---------- Text to read

Possibly this is because I have known a few pretty damned abrasive female doctors.

Date: 2011-03-04 05:55 pm (UTC)
From: [identity profile] swan-tower.livejournal.com
What I mean by "you can't do it" is that I don't think audiences will accept it, at least not to anything like the same degree. Viewers who will gladly come back week after week to watch Gregory House be a brilliant failure as a human being would probably complain a lot faster about how Georgia House is such a bitch, god, I don't care how smart she is, why does anybody put up with her . . . .

I do like your notion of not flipping Cuddy. That would be a great chance to play with female friendship. (But I'm unconvinced by the House/Cuddy relationship anyway, so I wouldn't see de-romancing it as any loss.)

Date: 2011-03-04 10:31 pm (UTC)
From: [identity profile] mrissa.livejournal.com
I run into people saying "women aren't allowed to get by with crap like that" in conversations like this, and I always want to pin down their argument, so I'm glad you've been clear here. Because it is my experience that some women in the real world are, in fact, able to get by with crap sort of like that, and that men generally aren't allowed to be as extreme as Greg House either.

But. When it's a question of where viewer sympathy goes, that's a very different thing. You don't have to be arguing that women never get away with something to argue that viewer sympathy ebbs if a female character tries it.

My main objection to fanfic that romanticizes non-romantic friendships (whether slash or hetero fanfic, I don't care) is that I feel like we have few enough really good filmed representations of friendship that I resent making them into romances. I see why the urge is there, and I don't actually want to stop anybody doing it. But I actually like having characters being able to display love for each other in non-romantic contexts without having everybody jump on it and say that it must be romantic love in disguise.

Date: 2011-03-04 10:51 pm (UTC)
From: [identity profile] swan-tower.livejournal.com
To put my meaning quantitatively: if House is a unit of measurement, then men in the real world can maybe get up to .5 House* before people start to decide their good points aren't worth enduring the bad. Women are more likely to run afoul of that reaction at a lower threshold, say .3 House*.

*The actual numbers are randomly chosen, though I kind of like the idea of using House as a unit of measurement: assholeishness per watt of brilliance, or something.

I agree with you on the friendship thing. In fact, although I don't object to slash overall, my main objection to slash is the way it eroticizes our reading of every emotionally significant relationship between men. Friends? Slashy. Enemies? Slashy. Superior and subordinate? Slashy. The only way to avoid those overtones is to have no emotional bond between them at all, and even then it may not work.

Date: 2011-03-05 02:27 am (UTC)
moiread: (Default)

--------------------

* _Given exercise 1_: Please translate this sentence from the comment thread about the character House into Spanish: "That would be a great chance to play with female friendship."
The records that follow are unrelated to the comment thread.

---------- Dataset extract

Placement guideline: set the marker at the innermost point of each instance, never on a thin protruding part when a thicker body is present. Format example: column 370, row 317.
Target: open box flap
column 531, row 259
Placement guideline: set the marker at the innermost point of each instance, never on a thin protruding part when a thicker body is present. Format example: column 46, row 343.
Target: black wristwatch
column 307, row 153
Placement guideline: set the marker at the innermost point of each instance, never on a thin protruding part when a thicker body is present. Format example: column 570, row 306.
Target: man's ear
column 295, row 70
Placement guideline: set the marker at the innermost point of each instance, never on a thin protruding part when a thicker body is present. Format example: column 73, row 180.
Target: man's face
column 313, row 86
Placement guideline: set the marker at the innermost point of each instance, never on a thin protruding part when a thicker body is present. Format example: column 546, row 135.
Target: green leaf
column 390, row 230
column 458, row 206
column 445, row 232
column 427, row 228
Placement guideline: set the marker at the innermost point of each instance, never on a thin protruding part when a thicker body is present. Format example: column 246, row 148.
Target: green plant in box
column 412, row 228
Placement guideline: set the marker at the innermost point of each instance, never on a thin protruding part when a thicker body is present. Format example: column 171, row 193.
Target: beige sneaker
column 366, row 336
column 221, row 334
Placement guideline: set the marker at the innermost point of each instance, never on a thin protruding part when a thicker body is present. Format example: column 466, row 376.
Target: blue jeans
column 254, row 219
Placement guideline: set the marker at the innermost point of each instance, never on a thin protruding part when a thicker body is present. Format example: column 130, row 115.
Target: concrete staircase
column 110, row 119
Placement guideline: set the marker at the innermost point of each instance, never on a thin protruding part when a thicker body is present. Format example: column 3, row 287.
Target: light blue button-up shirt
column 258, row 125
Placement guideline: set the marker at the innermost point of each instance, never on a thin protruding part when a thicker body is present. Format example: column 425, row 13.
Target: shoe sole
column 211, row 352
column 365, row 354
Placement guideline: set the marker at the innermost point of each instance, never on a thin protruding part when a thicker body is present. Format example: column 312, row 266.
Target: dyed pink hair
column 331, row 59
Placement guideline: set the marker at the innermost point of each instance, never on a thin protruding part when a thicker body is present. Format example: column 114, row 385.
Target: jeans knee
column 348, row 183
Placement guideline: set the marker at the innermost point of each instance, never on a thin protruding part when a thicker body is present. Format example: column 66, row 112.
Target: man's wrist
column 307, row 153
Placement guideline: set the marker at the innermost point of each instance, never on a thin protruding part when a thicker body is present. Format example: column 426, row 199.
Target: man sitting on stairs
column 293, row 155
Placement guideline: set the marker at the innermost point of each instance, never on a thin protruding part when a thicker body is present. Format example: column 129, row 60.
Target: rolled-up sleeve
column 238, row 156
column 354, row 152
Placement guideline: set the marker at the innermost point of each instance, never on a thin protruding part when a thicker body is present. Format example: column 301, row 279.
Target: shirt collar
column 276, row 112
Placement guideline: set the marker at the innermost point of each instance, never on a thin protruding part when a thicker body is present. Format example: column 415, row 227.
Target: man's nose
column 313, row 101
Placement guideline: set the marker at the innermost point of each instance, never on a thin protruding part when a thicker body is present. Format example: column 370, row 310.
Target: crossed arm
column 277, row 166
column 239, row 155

--------------------

* _Given exercise 2_: Repeat, unchanged, the lines of the records between the line holding "570, row 306." and the line holding "column 412, row 228", inclusive.

* _Exercise answer 1_: Esa sería una gran oportunidad para jugar con la amistad femenina.

* _Exercise answer 2_:
Placement guideline: set the marker at the innermost point of each instance, never on a thin protruding part when a thicker body is present. Format example: column 570, row 306.
Target: man's ear
column 295, row 70
Placement guideline: set the marker at the innermost point of each instance, never on a thin protruding part when a thicker body is present. Format example: column 73, row 180.
Target: man's face
column 313, row 86
Placement guideline: set the marker at the innermost point of each instance, never on a thin protruding part when a thicker body is present. Format example: column 546, row 135.
Target: green leaf
column 390, row 230
column 458, row 206
column 445, row 232
column 427, row 228
Placement guideline: set the marker at the innermost point of each instance, never on a thin protruding part when a thicker body is present. Format example: column 246, row 148.
Target: green plant in box
column 412, row 228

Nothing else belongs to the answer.